> [Given task]:
Tally the lines of the listing below that contain the string "roof". Give only the number.

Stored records
================

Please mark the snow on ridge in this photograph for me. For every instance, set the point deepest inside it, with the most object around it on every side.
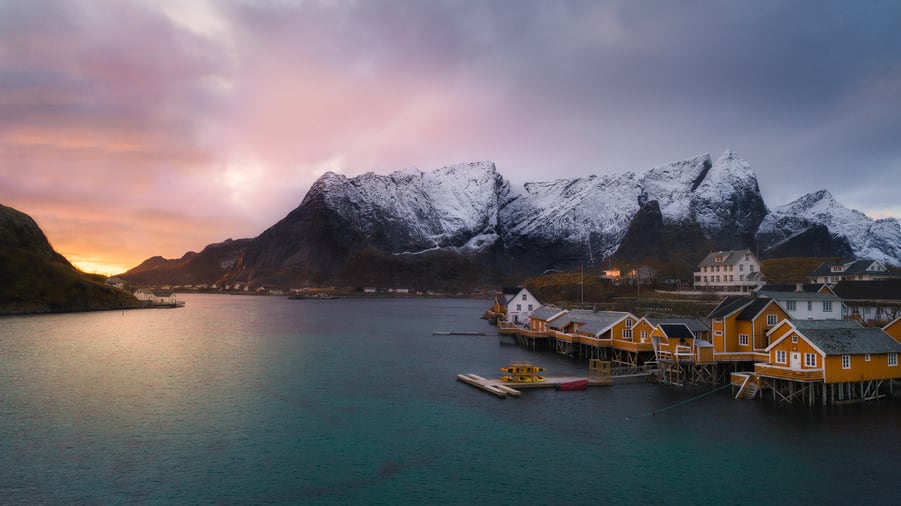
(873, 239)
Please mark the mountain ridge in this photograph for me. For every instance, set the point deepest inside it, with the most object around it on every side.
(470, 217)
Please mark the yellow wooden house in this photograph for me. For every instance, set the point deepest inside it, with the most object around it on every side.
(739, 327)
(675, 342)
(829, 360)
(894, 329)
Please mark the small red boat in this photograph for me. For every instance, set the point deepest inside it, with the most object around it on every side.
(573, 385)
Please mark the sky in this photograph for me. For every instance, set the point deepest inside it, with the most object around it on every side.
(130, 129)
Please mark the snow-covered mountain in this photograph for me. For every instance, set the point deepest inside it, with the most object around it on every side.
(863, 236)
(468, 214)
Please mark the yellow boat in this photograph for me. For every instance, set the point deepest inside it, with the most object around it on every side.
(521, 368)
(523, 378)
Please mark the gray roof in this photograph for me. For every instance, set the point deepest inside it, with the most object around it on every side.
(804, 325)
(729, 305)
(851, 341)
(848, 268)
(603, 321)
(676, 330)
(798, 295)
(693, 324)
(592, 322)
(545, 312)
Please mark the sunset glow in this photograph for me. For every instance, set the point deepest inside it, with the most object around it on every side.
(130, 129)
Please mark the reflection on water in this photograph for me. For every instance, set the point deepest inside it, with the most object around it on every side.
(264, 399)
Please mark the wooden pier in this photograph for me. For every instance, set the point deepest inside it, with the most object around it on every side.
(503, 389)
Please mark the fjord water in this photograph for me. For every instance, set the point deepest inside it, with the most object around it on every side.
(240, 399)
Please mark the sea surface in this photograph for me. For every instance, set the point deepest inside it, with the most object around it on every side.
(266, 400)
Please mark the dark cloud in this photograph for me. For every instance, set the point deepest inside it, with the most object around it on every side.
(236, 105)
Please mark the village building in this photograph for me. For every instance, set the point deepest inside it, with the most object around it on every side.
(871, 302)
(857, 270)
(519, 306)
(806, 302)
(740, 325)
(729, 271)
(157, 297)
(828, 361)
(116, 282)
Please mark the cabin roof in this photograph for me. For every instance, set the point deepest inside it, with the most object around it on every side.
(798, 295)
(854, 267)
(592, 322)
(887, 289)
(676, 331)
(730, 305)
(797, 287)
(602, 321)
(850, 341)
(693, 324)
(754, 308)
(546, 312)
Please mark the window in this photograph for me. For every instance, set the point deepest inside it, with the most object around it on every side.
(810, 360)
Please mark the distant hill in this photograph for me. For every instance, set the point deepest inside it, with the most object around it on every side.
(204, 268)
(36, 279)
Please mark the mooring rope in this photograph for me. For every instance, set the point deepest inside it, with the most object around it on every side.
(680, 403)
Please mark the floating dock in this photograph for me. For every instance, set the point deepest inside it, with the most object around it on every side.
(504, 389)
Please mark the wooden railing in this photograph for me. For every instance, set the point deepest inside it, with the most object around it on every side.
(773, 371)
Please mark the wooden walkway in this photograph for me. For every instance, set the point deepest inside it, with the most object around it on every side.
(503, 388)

================

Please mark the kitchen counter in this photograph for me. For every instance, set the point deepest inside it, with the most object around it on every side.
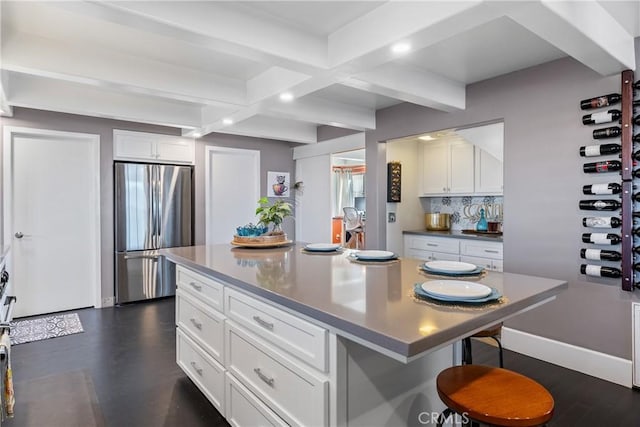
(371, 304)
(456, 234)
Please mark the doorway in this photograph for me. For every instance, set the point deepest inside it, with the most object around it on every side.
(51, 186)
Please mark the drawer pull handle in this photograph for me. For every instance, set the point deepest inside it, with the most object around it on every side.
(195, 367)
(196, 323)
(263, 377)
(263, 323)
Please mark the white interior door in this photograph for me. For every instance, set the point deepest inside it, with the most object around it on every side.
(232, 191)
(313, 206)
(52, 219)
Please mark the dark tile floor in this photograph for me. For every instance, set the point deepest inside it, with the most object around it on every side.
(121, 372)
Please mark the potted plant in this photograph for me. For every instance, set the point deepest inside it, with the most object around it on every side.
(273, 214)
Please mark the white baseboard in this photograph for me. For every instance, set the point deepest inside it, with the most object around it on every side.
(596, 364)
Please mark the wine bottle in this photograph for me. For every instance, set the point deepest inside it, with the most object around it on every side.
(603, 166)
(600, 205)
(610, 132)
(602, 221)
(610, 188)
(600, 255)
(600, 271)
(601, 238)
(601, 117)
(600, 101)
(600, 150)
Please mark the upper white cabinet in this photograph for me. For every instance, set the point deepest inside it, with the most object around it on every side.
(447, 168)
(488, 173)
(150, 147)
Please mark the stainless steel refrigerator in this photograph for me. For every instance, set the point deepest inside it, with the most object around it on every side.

================

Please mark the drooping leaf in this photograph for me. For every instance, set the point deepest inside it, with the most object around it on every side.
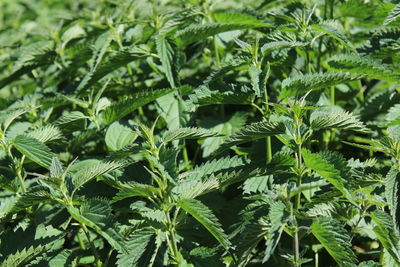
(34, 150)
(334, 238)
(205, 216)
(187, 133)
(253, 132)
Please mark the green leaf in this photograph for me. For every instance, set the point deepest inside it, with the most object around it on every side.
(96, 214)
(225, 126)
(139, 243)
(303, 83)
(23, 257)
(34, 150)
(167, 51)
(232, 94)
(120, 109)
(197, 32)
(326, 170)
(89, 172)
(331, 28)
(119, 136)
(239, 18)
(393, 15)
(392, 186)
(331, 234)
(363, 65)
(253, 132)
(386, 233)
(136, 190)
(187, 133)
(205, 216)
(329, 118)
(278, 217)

================

> [Correct result]:
2